Passage to read -
So real is her zeal for the production, that her portfolio of the give-and-take script is aptly filed away under the title, “Off Broadway.” The Tonys may a far-off dream, but the tension of opening night is real in sleepy Hilo, a continent away from the Great White Way.

Wordsworth, the poet mouse.

In actuality, there already exists a digital performance of “Wordsworth,” translated in Hawaiian with a Hawaiian-speaking cast. This version targeted a Hawaiian-speaking community, and provided a template for the staged musical version, which is youth- and family-friendly, with many fetching Hawaiian surprises.

“When I saw the filmed version in Hawaiian, I wept and thought, ‘If I died tonight, I would have died happily,’” Kakugawa said.

“Wordsworth is a humble little poet, so he keeps me under wraps,” she continued. “He’s simply delighted that his poetry is being set to music and dance. He’s also pleased that they didn’t change his aloha shirt.”

The notion of birthing a musical is credited to Lizby, a health care worker in Hilo, who had earlier invited Kakugawa to speak on “Poetry and Caregiving.”

Data rows -
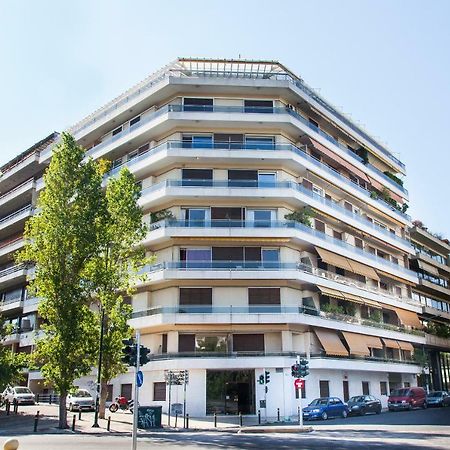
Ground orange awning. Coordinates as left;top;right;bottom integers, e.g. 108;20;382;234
342;331;370;356
300;136;370;183
314;328;348;356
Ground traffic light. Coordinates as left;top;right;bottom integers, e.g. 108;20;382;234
139;345;150;366
122;338;136;366
299;358;309;378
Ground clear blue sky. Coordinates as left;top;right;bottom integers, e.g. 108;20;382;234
0;0;450;237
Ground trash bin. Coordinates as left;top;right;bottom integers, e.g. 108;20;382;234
138;406;162;430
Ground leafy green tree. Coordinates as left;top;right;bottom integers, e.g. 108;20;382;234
0;317;28;392
84;168;147;418
17;133;105;428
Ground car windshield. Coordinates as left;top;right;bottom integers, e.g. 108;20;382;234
73;391;91;397
349;395;365;403
391;389;409;397
15;388;32;394
428;391;442;397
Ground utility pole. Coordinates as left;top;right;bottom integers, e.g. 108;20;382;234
131;331;141;450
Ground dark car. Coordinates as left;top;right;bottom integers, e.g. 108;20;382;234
347;395;381;416
303;397;348;420
388;387;427;411
427;391;450;406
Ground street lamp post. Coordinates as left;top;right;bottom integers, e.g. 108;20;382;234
92;306;105;428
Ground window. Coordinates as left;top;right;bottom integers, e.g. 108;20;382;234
314;219;325;233
248;288;280;305
112;125;122;136
183;98;214;111
180;288;212;306
153;381;166;402
362;381;370;395
130;116;141;127
181;169;213;186
233;334;264;352
319;380;330;397
244;100;273;113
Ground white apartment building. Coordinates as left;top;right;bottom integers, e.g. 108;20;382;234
0;58;442;416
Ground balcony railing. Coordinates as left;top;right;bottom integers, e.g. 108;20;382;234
71;68;405;170
141;185;411;247
0;205;33;225
131;305;425;336
109;141;410;220
86;105;408;198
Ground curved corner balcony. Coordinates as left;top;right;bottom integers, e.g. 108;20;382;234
86;105;408;200
140;179;413;253
108;141;411;220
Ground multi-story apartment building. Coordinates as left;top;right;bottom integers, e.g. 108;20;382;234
410;221;450;390
0;59;427;416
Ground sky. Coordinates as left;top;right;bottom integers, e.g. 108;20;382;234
0;0;450;237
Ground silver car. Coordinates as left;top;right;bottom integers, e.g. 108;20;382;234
66;389;95;411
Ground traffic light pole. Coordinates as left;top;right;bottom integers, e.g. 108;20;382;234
131;331;141;450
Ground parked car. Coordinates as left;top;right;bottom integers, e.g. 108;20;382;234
388;387;427;411
427;391;450;406
66;389;95;411
2;386;36;405
303;397;348;420
347;395;381;416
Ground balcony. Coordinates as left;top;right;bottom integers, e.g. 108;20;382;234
86;105;408;201
139;179;413;253
71;64;405;171
109;141;410;220
146;220;417;281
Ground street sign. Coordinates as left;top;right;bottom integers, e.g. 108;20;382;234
136;370;144;387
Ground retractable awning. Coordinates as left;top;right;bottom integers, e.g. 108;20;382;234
342;331;370;356
392;308;423;329
314;328;348;356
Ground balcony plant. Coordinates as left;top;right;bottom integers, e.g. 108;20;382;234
284;206;315;227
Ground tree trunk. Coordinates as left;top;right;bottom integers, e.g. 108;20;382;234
58;392;69;429
99;380;108;419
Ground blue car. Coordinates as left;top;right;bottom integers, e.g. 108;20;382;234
303;397;348;420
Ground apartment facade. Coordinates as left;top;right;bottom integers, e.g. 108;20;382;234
410;221;450;390
0;58;440;416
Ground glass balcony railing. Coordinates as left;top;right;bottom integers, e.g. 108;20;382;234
141;179;411;247
132;305;425;336
86;105;408;194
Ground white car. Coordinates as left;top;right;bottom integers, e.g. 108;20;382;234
66;389;95;411
2;386;36;405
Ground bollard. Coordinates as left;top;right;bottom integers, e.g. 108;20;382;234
33;411;39;433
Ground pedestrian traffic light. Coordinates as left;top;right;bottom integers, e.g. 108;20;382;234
139;345;150;366
122;338;137;366
299;358;309;378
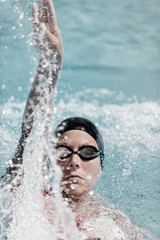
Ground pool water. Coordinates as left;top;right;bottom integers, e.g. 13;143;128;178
0;0;160;240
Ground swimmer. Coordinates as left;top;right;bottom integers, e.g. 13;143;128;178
0;0;143;240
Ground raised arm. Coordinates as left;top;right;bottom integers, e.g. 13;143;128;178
3;0;63;186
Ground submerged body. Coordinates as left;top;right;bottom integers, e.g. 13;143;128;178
0;0;143;240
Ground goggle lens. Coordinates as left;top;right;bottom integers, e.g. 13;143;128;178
56;145;100;161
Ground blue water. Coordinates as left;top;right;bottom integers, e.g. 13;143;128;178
0;0;160;240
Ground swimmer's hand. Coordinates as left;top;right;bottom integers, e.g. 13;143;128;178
32;0;63;65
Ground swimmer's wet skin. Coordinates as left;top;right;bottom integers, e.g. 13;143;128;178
0;0;146;240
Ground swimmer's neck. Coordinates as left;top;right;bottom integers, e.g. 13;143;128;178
63;193;99;216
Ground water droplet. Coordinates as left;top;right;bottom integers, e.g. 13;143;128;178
18;87;22;91
2;84;6;90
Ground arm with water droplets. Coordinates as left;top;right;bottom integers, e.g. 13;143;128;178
2;0;63;188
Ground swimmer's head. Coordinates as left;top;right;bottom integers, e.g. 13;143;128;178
55;117;104;169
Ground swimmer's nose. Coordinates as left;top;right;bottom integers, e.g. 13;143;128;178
69;153;81;170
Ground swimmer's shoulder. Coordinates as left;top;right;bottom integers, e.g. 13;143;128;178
101;204;145;240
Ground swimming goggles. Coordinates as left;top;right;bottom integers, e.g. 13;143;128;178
56;145;101;161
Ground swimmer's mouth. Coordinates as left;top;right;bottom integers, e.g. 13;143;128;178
64;175;84;180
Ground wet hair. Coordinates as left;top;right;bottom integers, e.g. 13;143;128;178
55;117;104;168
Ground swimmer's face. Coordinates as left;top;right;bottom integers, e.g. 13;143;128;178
57;130;101;199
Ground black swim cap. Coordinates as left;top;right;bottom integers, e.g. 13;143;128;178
55;117;104;168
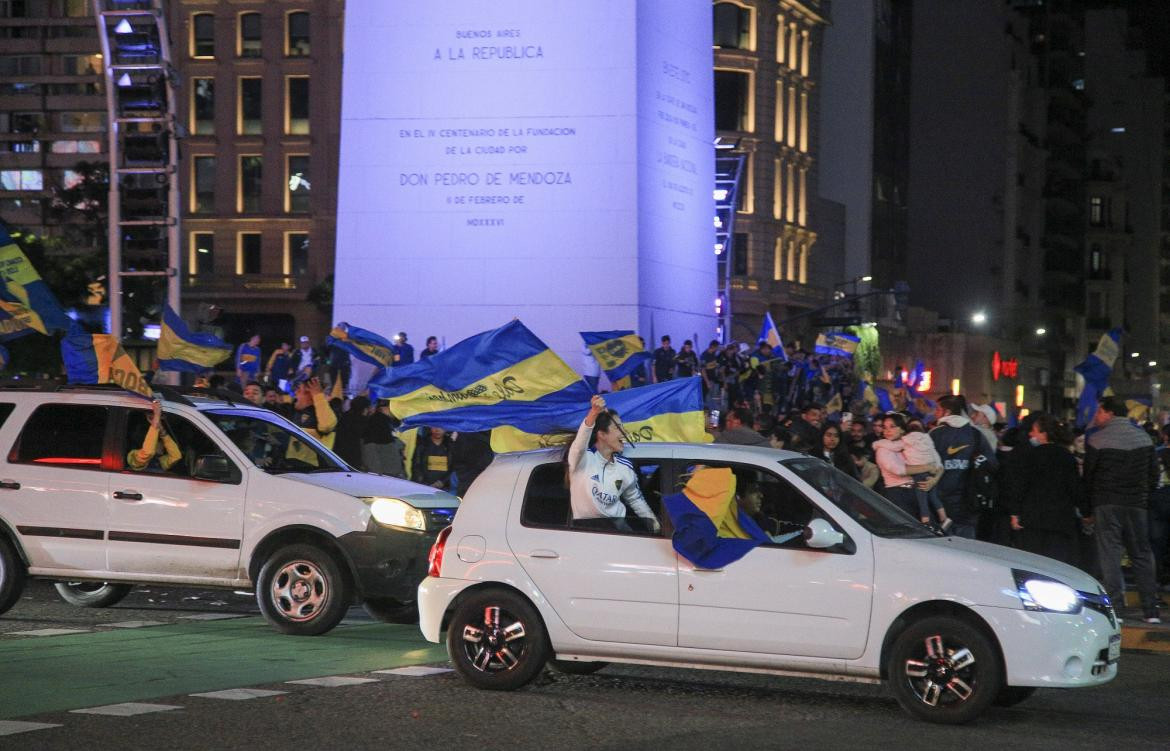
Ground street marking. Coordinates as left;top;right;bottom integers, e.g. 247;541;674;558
8;628;89;636
373;664;452;677
101;621;166;628
0;719;61;736
71;702;183;717
284;675;378;688
190;689;288;702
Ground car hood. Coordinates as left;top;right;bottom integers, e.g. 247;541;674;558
281;471;459;509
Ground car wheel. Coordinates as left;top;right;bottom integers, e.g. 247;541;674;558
256;544;350;636
53;581;133;607
0;537;25;613
362;598;419;623
447;590;550;691
886;615;1004;724
549;660;610;675
995;685;1035;707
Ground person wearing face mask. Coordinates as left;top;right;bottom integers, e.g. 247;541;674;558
1007;414;1083;566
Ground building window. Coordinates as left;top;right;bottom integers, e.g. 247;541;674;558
187;232;215;276
239;13;263;57
191;157;215;214
731;232;748;276
715;2;753;49
239;156;264;213
715;70;752;131
284;232;309;276
191;78;215;136
235;232;260;274
191;13;215;57
284;154;311;213
236;78;263;136
284;11;309;57
284;76;309;136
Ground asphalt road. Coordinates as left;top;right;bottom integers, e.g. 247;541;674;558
0;585;1170;751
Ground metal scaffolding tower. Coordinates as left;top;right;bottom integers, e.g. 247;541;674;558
92;0;180;339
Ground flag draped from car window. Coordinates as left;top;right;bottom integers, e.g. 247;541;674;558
580;331;652;387
61;324;153;399
325;322;394;367
491;378;711;454
158;305;232;373
662;467;771;569
0;222;70;342
369;321;593;432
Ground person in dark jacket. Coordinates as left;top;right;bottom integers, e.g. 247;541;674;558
1004;414;1082;566
1085;397;1162;623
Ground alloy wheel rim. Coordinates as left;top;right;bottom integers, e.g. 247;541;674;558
270;560;330;623
462;605;528;673
903;634;978;709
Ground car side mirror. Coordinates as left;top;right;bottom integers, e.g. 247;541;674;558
194;454;236;482
804;519;845;547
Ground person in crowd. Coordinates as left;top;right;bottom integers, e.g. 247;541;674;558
1003;414;1082;566
1085;397;1162;623
565;395;662;533
930;394;998;539
333;397;370;470
362;401;406;478
651;337;679;384
411;428;452;490
715;407;771;446
235;333;260;386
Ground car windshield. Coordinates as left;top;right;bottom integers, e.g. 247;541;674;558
204;409;349;475
780;457;935;537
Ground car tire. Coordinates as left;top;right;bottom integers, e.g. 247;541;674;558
362;598;419;625
53;581;133;607
549;660;610;675
0;537;26;613
447;590;551;691
886;615;1004;725
256;544;350;636
995;685;1035;707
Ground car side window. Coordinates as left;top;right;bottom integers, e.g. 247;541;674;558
8;404;110;469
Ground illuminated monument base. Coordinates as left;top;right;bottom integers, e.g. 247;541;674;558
335;0;716;367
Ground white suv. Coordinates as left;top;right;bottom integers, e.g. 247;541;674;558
419;443;1121;723
0;387;459;634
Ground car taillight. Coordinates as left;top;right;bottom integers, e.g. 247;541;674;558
427;526;450;577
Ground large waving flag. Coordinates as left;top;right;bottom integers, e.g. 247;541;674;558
61;324;153;399
369;321;593;432
158;305;232;373
325;321;394;367
662;468;771;569
491;378;713;454
0;222;70;342
1073;329;1121;428
580;331;652;384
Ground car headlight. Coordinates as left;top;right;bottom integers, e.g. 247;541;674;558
1012;570;1083;614
366;498;427;532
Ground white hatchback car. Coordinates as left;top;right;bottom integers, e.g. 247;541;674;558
419;443;1121;723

Problem to work on - Please pick up the article on the Wordsworth musical after its last sentence and keep writing it. The items aren't needed here.

Result for this exercise -
Liszby is Dr. Elizabeth Logsdon, known in the movie and stage costume realm, who had the instinct that the Wordsworth had characters and situations made for a musical, rich with relatable folks ranging from a youngster struggling to fit in with his peers to an aging and fragile tutu wahine. Plus plenty butterflies.

Justina Mattos, who is directing, said the play has 15 speaking roles, plus a small chorus of extra “neighbors.” Dancers are from an advanced campus class, serving as the dance ensemble.

Justina Mattos

Wordsworth is portrayed by Kamau Beaudet , who is a football player when he’s not acting. The cast also features
Ben Publico as Father and Amy Erece as Mother.
Jackie Pualani Johnson, who adapted the Kakugawa book for the book of the play, is cast as Tutu Wahine.

Big Island school groups will be taking in special matinee performances, prior to the formal debut, but these youth tickets sold out quickly.

“I’ve been told that teachers are reading the Wordsworth books with their classes, to prepare for their visit to the theater,” said Mattos.“I think having a musical that is rooted in a book makes it much easier to draw an audience. Young readers are already familiar with these characters and the world of Wordsworth.

“Mounting an original work for the stage is tricky because the team is creating everything from scratch. I think our creative team appreciated having the opportunity to try things out for video first, before doing a fully-staged production for live audiences,” said Mattos.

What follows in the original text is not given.